▶ [STATED EXERCISE] Emit only the lines from the line containing "Target: scrubland vegetation" through the last line of the entries, unchanged.

Begin DATASET RECORDS

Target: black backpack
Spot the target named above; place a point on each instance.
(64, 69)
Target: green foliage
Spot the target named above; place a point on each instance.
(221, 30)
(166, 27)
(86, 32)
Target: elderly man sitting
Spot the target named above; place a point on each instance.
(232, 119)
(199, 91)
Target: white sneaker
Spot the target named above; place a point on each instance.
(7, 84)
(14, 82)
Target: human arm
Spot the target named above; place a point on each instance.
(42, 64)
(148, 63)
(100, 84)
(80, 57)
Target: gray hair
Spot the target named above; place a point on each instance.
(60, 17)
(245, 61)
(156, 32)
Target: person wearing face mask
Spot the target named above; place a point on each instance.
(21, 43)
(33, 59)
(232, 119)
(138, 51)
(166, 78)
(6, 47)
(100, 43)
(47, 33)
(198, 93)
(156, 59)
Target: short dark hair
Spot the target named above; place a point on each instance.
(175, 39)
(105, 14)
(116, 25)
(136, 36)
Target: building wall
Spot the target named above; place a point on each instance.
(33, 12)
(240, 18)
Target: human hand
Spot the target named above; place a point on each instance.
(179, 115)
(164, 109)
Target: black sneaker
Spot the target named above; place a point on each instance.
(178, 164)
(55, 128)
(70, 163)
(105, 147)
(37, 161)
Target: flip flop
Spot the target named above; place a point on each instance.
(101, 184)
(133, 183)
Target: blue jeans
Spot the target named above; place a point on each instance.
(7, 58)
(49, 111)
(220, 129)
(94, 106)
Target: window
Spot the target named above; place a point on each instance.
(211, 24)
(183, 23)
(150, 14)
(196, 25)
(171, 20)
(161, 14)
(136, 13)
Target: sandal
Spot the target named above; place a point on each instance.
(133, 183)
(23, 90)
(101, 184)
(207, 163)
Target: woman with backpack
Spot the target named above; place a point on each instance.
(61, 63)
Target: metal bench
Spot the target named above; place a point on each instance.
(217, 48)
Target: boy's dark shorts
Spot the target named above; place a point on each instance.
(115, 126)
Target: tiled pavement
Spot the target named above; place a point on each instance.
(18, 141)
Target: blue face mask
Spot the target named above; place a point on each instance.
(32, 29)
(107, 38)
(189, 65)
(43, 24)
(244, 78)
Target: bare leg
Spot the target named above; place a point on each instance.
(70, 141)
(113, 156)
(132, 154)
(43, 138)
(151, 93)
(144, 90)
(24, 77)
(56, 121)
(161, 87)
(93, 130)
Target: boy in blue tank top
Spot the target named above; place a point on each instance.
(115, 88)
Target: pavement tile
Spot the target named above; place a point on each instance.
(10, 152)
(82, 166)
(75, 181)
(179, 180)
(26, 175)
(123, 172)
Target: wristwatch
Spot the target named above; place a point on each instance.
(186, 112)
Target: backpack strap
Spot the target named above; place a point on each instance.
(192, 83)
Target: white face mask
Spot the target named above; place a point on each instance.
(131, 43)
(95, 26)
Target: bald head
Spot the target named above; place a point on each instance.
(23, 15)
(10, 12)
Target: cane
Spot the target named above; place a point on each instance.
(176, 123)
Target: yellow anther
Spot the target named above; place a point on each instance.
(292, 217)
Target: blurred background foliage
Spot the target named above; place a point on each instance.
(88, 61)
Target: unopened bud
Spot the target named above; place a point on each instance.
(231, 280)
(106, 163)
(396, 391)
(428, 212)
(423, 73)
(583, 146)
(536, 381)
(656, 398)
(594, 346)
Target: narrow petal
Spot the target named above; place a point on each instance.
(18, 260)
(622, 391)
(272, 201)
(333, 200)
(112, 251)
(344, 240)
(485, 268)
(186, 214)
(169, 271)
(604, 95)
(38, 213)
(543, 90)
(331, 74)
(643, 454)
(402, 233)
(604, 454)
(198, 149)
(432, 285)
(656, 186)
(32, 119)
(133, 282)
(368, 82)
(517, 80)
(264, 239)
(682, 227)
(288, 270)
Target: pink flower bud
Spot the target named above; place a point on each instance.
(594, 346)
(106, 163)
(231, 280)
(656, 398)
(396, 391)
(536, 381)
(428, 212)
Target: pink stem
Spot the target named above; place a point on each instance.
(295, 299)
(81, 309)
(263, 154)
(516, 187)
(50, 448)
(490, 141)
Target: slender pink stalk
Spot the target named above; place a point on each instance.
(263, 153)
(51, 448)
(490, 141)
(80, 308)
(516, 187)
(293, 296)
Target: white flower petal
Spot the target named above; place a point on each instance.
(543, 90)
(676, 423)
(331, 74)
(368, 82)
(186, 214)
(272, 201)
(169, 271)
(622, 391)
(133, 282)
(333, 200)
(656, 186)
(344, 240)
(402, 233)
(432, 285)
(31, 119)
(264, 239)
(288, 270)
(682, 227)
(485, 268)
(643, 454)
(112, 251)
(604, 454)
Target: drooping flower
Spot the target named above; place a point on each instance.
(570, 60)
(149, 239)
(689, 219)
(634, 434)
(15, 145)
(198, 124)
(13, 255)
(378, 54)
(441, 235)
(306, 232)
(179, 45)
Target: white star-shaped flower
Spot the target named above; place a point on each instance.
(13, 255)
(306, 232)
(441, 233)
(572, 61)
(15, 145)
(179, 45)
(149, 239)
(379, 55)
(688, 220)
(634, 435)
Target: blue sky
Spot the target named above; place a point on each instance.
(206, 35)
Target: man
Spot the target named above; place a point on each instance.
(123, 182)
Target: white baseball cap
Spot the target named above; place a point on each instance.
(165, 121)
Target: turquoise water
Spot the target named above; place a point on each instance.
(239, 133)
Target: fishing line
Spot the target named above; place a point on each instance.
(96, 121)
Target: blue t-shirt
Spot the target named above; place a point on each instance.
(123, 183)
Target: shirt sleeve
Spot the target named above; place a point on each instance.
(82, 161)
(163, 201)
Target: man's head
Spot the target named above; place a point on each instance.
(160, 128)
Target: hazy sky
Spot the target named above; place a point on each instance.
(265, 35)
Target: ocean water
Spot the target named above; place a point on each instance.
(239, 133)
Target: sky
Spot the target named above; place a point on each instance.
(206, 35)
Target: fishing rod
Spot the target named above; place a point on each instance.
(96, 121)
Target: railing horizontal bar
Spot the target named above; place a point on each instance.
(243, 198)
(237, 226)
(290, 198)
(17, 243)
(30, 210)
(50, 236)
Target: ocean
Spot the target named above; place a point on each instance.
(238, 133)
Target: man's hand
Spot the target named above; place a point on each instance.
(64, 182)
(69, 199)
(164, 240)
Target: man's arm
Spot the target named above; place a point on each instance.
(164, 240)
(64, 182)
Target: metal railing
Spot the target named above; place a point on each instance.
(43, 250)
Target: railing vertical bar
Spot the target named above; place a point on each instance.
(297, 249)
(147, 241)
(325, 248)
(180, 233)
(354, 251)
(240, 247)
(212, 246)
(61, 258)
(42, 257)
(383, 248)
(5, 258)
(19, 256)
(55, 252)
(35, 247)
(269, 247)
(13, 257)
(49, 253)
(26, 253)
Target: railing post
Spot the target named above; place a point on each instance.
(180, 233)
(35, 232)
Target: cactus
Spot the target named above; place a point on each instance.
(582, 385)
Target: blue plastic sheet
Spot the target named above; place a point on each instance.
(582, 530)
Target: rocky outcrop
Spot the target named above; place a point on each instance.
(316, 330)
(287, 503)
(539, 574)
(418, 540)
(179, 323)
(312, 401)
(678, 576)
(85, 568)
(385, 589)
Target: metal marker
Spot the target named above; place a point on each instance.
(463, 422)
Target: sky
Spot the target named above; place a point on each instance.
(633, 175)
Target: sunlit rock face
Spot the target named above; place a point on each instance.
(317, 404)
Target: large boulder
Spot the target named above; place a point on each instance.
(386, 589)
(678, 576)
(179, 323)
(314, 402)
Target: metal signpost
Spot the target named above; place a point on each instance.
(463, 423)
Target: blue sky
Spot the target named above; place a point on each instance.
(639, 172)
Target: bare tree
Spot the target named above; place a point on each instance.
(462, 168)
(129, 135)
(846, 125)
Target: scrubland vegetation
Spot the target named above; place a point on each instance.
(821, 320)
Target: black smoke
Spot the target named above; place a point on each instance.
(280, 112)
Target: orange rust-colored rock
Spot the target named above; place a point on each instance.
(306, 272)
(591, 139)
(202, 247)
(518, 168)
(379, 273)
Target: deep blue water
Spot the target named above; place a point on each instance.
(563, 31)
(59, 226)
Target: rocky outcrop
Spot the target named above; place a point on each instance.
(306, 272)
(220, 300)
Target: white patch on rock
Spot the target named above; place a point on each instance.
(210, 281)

End DATASET RECORDS

▶ [EXERCISE OUTPUT]
Target: scrubland vegetation
Spot the target named above; place a point on each instance.
(821, 320)
Target: black smoke
Spot the target named above; place a point on each instance.
(280, 112)
Target: orange rust-colored rock
Spot the target named above; place a point on each instance.
(306, 272)
(591, 139)
(202, 247)
(518, 168)
(379, 273)
Target: deep blue water
Spot the target named above; place a point on each instance.
(563, 31)
(59, 226)
Target: rocky outcrop
Spot the target named above; place a point on each instance.
(306, 272)
(220, 300)
Target: white patch on rock
Spot the target named above; place a point on each instance.
(210, 281)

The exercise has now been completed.